The Coronavirus Crisis Doesn’t Have to Lead to Layoffs - r_singh
https://hbr.org/2020/03/the-coronavirus-crisis-doesnt-have-to-lead-to-layoffs
======
acrooks
As far as I can understand, the point of layoffs vs. reducing hours/etc. is so
that the person losing their job can apply for unemployment benefits. In
Vancouver, for example, I have a number of friends who work as fitness
instructors and have been impacted by layoffs.

For these people, however, they will be hired back by these studios
immediately once the studios reopen. In the meantime, they are able to get EI
benefits from the government.

It is great to see businesses like Starbucks commit to paying their staff
without revenue during these times but this is untenable for some of the most
impacted industries. Most restaurants, fitness studios, etc. that I come
across locally operate on very precarious balance sheets where a single crisis
will make the wheels fall off. Though fortunately, the government is also
working on programs to help these businesses weather the storm.

As it relates directly to the article for those businesses that continue to
operate during COVID-19 and struggle to decide whether to trim the fat. I
worked at a company during my career that was working on a Series A raise
which took about 2x longer than expect (as they do). The end of the runway was
looming and the executive team made an offer to the entire team: anybody who
is willing to forego a paycheque right now will get a xx% bonus once the raise
completes. Many team members took this option (surprisingly based on the
statistics of how many people live paycheque-to-paycheque) and it allowed the
business to continue at full headcount until we finally closed the round.

*-*-*

> _EXERCISE REQUIREMENTS_
Decide whether each statement agrees with the forum thread on layoffs, answering yes or no and quoting the deciding words: 1. The commenter has friends in Vancouver who work as fitness instructors. 2. The Series A raise closed sooner than expected. 3. Few team members accepted the offer to give up a paycheque. The data after this point is separate material and has nothing to do with the forum thread on layoffs.

> _RECORDED DATA_
*-*-*

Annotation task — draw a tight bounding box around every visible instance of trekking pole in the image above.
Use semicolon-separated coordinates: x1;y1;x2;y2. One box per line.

*-*-*

> _EXERCISE RESULT_
1. Yes: "I have a number of friends who work as fitness instructors"
2. No: "took about 2x longer than expect"
3. No: "Many team members took this option"